■ **Records supplied**
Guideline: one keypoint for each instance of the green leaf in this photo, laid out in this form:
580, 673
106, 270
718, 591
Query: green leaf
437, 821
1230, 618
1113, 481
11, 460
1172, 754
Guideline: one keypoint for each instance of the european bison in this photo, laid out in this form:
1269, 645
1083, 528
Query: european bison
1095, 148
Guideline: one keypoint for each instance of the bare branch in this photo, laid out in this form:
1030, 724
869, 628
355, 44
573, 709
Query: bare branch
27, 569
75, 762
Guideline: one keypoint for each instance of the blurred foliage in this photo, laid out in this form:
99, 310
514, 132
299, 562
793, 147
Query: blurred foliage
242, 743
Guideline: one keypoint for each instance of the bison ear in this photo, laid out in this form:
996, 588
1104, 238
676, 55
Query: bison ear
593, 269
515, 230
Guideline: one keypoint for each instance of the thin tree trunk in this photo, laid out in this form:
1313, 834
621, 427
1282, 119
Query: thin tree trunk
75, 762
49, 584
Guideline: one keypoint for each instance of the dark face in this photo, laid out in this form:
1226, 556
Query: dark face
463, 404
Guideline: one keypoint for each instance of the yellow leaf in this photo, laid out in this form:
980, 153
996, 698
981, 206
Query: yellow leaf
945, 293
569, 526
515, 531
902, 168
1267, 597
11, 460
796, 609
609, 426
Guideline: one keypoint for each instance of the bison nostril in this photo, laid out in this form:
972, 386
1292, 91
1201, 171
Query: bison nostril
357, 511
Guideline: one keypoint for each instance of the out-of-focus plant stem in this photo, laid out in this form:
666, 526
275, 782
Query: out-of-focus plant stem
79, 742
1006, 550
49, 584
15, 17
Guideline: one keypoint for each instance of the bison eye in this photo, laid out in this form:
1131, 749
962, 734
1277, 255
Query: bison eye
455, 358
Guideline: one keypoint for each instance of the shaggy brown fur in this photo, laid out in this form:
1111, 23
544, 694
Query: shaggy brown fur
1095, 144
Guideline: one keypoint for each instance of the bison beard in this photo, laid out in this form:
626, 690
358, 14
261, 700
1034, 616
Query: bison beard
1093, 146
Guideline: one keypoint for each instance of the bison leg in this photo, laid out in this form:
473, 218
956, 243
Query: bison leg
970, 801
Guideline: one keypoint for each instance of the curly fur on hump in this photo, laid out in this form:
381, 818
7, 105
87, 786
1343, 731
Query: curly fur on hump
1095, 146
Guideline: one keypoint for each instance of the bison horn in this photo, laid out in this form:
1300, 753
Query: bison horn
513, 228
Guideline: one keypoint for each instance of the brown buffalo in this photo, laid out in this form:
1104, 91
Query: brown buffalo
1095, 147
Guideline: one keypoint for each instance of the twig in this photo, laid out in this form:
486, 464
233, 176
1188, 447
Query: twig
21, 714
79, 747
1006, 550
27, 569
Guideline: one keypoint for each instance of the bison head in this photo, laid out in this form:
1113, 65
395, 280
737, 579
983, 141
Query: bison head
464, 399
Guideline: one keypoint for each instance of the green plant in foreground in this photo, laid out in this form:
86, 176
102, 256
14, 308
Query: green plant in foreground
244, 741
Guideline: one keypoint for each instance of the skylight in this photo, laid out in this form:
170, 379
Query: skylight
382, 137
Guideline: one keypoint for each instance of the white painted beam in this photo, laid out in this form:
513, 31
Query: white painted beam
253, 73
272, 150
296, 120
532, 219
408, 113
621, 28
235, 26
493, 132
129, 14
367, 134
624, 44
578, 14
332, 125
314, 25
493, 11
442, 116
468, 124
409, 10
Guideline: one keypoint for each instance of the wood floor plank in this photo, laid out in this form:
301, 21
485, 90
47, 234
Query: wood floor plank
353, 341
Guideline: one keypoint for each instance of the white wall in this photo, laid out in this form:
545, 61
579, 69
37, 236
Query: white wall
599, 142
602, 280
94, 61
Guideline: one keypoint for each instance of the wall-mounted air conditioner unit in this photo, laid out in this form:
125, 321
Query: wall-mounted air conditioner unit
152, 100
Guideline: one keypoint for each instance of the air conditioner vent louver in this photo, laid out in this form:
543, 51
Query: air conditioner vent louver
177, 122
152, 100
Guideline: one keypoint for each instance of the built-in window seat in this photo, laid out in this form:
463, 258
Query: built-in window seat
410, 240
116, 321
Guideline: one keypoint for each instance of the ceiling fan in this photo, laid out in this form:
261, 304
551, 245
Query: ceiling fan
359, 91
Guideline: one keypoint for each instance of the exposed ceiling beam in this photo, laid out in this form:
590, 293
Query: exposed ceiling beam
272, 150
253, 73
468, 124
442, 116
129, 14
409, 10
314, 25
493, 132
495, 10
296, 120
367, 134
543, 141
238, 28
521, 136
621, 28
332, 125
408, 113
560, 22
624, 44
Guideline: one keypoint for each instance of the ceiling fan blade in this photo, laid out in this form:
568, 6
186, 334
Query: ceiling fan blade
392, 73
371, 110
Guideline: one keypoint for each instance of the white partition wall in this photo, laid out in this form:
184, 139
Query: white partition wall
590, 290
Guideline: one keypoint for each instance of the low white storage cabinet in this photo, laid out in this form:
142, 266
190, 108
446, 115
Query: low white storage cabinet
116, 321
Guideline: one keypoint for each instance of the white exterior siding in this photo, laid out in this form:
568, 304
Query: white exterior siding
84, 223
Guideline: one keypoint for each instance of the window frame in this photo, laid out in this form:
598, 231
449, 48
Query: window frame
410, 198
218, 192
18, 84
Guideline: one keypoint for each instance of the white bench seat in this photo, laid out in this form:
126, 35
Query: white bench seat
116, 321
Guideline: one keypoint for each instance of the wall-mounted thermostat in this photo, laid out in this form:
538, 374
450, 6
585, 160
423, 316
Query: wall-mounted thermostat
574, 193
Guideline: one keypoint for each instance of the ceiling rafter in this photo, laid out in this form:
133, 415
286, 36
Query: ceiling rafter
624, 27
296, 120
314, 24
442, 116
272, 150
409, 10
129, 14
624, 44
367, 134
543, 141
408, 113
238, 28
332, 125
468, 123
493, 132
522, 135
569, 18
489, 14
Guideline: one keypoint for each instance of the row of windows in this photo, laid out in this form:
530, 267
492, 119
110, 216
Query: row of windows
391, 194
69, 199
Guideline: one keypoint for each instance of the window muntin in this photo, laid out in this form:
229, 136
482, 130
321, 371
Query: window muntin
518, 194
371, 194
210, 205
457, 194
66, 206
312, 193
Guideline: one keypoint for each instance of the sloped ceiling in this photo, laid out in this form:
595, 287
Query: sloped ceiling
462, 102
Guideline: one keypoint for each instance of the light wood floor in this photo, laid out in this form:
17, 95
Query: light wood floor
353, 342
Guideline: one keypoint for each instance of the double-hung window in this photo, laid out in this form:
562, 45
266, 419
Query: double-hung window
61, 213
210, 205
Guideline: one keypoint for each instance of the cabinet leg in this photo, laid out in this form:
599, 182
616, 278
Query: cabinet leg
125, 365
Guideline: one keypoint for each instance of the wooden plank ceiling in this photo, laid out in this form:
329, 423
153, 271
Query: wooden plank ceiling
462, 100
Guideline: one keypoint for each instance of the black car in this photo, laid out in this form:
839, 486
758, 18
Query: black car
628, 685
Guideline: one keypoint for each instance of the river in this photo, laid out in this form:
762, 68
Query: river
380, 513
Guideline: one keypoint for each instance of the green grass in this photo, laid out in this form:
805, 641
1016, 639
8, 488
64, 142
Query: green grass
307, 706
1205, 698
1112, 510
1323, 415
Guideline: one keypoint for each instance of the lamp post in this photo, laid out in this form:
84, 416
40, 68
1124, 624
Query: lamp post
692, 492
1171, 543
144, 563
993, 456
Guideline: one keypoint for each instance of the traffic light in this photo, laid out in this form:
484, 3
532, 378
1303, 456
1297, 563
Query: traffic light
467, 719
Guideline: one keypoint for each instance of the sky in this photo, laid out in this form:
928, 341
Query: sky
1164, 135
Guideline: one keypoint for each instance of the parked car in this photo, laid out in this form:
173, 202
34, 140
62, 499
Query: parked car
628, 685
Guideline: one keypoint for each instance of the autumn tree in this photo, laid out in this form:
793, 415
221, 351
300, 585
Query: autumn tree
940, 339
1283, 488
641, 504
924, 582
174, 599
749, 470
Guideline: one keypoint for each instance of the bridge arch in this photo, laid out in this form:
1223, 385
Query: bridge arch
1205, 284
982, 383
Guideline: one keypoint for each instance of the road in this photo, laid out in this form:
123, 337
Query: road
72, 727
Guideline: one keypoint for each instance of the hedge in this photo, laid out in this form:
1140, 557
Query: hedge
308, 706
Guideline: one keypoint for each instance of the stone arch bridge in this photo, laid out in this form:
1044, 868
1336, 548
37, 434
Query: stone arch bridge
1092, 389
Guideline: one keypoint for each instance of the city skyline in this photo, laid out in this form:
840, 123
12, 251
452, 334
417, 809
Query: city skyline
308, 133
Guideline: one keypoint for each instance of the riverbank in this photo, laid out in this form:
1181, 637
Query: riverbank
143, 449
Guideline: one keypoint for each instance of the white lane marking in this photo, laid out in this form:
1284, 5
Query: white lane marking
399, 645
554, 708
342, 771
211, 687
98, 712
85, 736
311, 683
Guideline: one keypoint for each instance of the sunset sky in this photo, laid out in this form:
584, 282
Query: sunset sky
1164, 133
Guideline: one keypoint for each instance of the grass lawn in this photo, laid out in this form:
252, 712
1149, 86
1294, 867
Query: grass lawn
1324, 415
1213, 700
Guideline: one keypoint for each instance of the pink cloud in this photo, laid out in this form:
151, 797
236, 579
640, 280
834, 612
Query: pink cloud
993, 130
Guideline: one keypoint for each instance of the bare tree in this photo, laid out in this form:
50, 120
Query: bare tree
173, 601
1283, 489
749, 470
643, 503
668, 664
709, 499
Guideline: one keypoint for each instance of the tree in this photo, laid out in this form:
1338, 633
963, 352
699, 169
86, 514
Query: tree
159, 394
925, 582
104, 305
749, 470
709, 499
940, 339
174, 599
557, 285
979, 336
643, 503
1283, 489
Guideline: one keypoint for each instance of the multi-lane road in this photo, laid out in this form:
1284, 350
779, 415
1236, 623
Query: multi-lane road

■ **Required task**
Starting at the line that contains "Guideline: one keypoint for each instance of the pink" and ending at the last line of the material, please write out every line again, shifting each coordinate in the answers by -131 and leaving all other lines unchanged.

■ **Solution for this problem**
Guideline: one keypoint for each instance of the pink cloud in this photo, laid out in this form:
151, 797
236, 579
640, 280
834, 612
Query: pink cloud
862, -1
Guideline: one keypoint for each instance of the bare tree in this photo, laid out in this form:
50, 120
Query: bare tree
42, 470
1152, 358
618, 339
512, 372
537, 533
578, 368
Guideline: one keypoint for each instance of the tree in this photo, laid out in this form:
1338, 633
963, 352
699, 169
86, 514
Query: tree
28, 263
794, 451
-27, 174
618, 339
578, 368
809, 208
43, 468
426, 154
848, 205
512, 372
1152, 358
Guideline: one keypoint for each instance of the multi-lane road in this photo, laid out in this form:
1284, 350
779, 415
1236, 623
Query: multi-lane road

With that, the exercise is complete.